** TASK DETAILS **
An exact copy of all the data is the expected answer.

** SOURCE RECORDS **
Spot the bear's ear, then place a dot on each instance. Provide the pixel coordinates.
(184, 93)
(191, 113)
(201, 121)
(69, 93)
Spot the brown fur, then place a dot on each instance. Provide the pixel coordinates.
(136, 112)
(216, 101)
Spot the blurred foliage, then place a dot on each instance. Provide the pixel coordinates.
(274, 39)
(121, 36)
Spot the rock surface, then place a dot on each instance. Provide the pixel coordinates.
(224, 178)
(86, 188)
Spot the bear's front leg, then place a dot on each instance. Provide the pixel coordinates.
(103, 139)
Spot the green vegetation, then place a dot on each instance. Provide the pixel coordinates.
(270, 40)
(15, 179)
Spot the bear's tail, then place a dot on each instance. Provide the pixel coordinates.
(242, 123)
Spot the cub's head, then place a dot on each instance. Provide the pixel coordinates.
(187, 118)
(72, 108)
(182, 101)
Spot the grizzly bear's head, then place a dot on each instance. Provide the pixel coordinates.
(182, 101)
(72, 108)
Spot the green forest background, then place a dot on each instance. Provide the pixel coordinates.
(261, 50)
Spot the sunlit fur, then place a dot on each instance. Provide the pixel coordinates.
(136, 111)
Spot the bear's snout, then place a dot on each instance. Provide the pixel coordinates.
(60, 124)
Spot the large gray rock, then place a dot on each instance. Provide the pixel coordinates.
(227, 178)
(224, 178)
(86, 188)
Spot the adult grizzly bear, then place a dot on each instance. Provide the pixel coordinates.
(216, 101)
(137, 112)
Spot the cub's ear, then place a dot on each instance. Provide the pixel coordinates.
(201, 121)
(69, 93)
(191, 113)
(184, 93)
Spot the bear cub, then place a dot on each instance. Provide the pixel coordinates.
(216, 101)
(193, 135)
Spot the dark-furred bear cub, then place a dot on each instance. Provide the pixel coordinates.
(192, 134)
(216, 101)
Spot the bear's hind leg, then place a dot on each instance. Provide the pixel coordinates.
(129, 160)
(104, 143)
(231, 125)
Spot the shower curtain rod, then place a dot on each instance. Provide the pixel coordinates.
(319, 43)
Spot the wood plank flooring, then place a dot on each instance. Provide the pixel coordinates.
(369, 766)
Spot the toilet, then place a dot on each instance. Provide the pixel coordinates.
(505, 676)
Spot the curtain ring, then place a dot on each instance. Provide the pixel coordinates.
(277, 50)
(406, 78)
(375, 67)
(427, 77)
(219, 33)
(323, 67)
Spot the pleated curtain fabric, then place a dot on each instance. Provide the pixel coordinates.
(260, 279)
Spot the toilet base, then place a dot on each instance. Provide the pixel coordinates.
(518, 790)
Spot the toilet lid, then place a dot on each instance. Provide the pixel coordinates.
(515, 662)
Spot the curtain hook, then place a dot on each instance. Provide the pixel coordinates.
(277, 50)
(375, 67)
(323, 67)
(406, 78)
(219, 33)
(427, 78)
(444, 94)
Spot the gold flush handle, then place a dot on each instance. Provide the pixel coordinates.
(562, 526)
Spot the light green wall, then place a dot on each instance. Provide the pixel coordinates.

** OUTPUT OF THE TASK **
Spot the bear's ear, then place a dot on each instance. Provide the pixel coordinates.
(184, 93)
(191, 113)
(201, 121)
(69, 93)
Spot the brown fur, then place a dot on each instance. Provide the pixel coordinates.
(136, 112)
(216, 101)
Spot the blurred foliage, then place a dot on each instance. Provide the pixel coordinates.
(274, 39)
(121, 36)
Spot the rock surface, then place a dot on each instance. Provide the pixel coordinates.
(224, 178)
(86, 188)
Spot the bear's front leg, then place a dot on each instance. Provide the pixel coordinates.
(103, 139)
Spot the green vegetation, then place a dot on each instance. Provide the pixel coordinates.
(270, 40)
(15, 179)
Spot the bear's tail, then place a dot on each instance. Provide the pixel coordinates.
(242, 123)
Spot the cub's head, then place a dot on each instance. Provide the pixel coordinates.
(187, 118)
(72, 108)
(182, 101)
Spot the grizzly bear's head, then place a dot on each instance. Provide the pixel coordinates.
(182, 101)
(72, 108)
Spot the green forest background, then place a dot on each instance. Provide the pixel coordinates.
(261, 50)
Spot the sunlit fur, then place a dot on each instance. Provide the pixel coordinates.
(136, 111)
Spot the bear's snout, then place a dot on each instance. Provide the pixel coordinates.
(60, 124)
Spot the large gray rock, then place a dot on each instance. Provide the pixel coordinates.
(227, 178)
(224, 178)
(86, 188)
Spot the adult grizzly bear, then place a dot on each instance. Provide the pixel coordinates.
(216, 101)
(137, 112)
Spot the cub's ear, then place a dot on each instance. Provide the pixel coordinates.
(201, 121)
(69, 93)
(191, 113)
(184, 93)
Spot the bear cub, then place a dot on each instance. Provide the pixel coordinates.
(216, 101)
(193, 135)
Spot the dark-furred bear cub, then place a dot on each instance. Provide the pixel coordinates.
(192, 134)
(216, 101)
Spot the bear's hind leg, then place a dot on each instance. Provide the pixel coordinates.
(129, 160)
(104, 143)
(231, 125)
Spot the shower curtain rod, then place a dot on each instance. Provide the pixel coordinates.
(319, 43)
Spot the wood plank flooring, then place a dot on each instance. Provide the pixel coordinates.
(369, 766)
Spot the toilet, then place a dot on each instance. Provide the pixel coordinates.
(505, 676)
Spot the curtain ring, then place a dot on each instance. Provide the pixel coordinates.
(277, 50)
(406, 78)
(375, 67)
(427, 77)
(219, 33)
(323, 67)
Spot the pleated curtain fabric, then place a dot on each instance. Provide the pixel coordinates.
(260, 279)
Spot the toilet base, then place a dot on each instance. Provide the pixel coordinates.
(518, 790)
Spot the toilet lid, then place a dot on each instance. Provide the pixel coordinates.
(515, 662)
Spot the curtain hook, then place a dot on each instance. Provide the pixel coordinates.
(277, 50)
(375, 67)
(323, 67)
(406, 78)
(219, 33)
(427, 78)
(444, 94)
Spot the gold flush handle, then place a dot on each instance. Provide the pixel coordinates.
(562, 526)
Spot the light green wall, then place a dot on each instance. Provide the pixel coordinates.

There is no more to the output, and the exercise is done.